WHAT YOU HAVE TO DO. Go through the entries and copy every line that has the string "blonde" in it.

───── EXTRACTED DATA

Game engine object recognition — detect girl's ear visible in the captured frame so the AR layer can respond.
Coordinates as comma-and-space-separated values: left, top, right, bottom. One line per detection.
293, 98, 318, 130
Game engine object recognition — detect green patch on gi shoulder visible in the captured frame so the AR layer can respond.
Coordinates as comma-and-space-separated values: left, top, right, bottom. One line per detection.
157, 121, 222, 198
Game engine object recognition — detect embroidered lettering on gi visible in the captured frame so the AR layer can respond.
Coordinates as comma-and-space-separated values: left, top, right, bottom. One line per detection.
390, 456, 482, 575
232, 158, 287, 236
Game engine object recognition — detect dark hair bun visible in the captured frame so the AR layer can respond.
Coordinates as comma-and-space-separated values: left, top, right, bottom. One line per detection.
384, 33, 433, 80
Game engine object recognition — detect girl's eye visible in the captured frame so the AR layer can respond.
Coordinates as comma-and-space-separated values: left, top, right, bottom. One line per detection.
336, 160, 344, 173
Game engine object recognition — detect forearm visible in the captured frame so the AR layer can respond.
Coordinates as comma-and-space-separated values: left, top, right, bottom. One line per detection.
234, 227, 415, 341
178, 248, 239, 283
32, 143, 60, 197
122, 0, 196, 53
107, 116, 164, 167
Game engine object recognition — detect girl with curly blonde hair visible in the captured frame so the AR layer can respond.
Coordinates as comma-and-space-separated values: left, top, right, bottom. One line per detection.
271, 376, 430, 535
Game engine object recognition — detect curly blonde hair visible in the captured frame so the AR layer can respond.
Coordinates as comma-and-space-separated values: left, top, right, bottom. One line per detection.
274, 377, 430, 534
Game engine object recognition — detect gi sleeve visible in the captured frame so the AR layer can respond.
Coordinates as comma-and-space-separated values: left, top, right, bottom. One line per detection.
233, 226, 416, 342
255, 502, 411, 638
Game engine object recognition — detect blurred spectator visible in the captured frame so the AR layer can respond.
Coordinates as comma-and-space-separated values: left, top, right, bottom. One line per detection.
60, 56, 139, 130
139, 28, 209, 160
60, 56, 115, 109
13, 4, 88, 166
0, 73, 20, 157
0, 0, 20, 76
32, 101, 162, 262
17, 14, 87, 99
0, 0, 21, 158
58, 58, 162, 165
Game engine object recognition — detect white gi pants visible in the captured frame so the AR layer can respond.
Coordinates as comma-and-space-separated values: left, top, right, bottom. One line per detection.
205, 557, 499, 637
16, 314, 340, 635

──────────

RESULT BELOW.
Game engine object recognition — detect girl with curly blonde hair visible in the captured frame so the AR layer can respond.
Game engine object recognition — detect curly blonde hair visible in the captured frame so the AR layer can respond.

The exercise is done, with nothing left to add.